Por lo tanto, la migración venezolana no ha sido homogénea y se habla de varias olas con características diferentes. El empobrecimiento ha marcado la tendencia de los migrantes de los últimos años, lo cual sumado a una inflación desbocada y a una dolarización de facto de la economía que han hecho a las remesas insuficientes, se augura para este 2021 un aumento significativo de la migración con la partida de familias enteras.
Cuestión de normas y de humanidad
Quienes finalmente emprenden su viaje se enfrentan a una travesía llena de dificultades y riesgos. Aunque se ha reconocido internacionalmente la condición de vulnerabilidad de los migrantes venezolanos, estos no siempre reciben la protección adecuada y en muchos casos son violentados también en los países de tránsito y acogida. Por ello, numerosas instituciones internacionales demandan de forma imperativa protección para los migrantes y que se impongan obligaciones y responsabilidades tanto para Venezuela como para el resto de países de la región.
Particular atención merece el caso de la migración entre Venezuela y Trinidad y Tobago, en donde más de 100 balseros han muerto en el último año intentando llegar a la isla. Incluso, en algunos casos los migrantes son devueltos, pero abandonados a su suerte en la mitad del mar sin importar su condición o edad. En otros casos son privados de su libertad y sometidos a tratos inhumanos violatorios de las disposiciones internacionales, o caen en redes de trata y explotación sexual, siendo particularmente vulnerables las mujeres y niños.

[Acción requerida]
Transcriba todo el pasaje del texto sobre la migración venezolana que va desde "Por lo tanto, la" hasta "de familias enteras.". El listado que aparece a continuación es material independiente del texto sobre la migración venezolana.

(Datos de origen)

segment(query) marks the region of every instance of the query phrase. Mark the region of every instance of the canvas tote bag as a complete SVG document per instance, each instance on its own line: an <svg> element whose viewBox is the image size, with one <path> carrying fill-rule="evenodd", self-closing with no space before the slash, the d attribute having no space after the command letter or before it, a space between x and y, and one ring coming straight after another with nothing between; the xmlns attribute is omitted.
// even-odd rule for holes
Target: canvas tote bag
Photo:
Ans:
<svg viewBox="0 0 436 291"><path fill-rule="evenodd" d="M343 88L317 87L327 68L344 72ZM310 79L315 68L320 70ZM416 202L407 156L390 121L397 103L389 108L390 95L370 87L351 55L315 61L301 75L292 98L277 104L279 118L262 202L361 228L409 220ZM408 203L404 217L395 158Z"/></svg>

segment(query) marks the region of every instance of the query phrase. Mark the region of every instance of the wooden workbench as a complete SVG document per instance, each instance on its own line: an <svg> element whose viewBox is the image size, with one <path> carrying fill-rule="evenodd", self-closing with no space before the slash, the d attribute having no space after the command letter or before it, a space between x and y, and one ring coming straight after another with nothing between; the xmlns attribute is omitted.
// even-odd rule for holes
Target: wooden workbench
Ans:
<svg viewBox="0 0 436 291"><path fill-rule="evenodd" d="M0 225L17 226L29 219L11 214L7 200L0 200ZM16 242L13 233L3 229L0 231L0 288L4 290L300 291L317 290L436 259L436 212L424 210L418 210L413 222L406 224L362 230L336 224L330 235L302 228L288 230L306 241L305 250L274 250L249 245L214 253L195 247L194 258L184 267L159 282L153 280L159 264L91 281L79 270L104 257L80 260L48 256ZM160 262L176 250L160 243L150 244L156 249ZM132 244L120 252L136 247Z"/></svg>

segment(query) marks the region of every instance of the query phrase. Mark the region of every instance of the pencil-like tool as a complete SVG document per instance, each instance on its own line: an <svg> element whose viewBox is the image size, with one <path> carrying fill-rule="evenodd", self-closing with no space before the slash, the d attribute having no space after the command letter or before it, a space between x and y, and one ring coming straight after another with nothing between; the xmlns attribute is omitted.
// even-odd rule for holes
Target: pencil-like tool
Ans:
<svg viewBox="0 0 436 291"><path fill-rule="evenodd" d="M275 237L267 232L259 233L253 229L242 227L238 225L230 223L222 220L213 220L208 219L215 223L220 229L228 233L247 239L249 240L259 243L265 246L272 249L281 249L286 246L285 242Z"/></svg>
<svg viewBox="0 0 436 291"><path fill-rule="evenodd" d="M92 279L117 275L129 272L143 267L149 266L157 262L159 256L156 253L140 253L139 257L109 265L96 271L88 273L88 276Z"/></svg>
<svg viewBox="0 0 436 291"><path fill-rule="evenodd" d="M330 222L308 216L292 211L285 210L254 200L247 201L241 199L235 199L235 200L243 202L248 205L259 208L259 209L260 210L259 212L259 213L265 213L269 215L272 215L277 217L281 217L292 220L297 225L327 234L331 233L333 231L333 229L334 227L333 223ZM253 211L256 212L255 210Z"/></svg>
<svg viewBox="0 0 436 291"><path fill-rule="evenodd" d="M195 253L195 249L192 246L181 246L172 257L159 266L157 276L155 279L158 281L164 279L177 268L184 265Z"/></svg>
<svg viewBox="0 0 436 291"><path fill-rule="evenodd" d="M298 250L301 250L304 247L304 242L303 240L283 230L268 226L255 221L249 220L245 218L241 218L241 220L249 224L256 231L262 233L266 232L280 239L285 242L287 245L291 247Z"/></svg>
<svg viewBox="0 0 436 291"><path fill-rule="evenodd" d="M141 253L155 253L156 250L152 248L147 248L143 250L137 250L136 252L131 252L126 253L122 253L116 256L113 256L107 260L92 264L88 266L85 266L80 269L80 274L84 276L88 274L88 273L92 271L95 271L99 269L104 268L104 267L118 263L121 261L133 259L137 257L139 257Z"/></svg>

[Su respuesta]
Por lo tanto, la migración venezolana no ha sido homogénea y se habla de varias olas con características diferentes. El empobrecimiento ha marcado la tendencia de los migrantes de los últimos años, lo cual sumado a una inflación desbocada y a una dolarización de facto de la economía que han hecho a las remesas insuficientes, se augura para este 2021 un aumento significativo de la migración con la partida de familias enteras.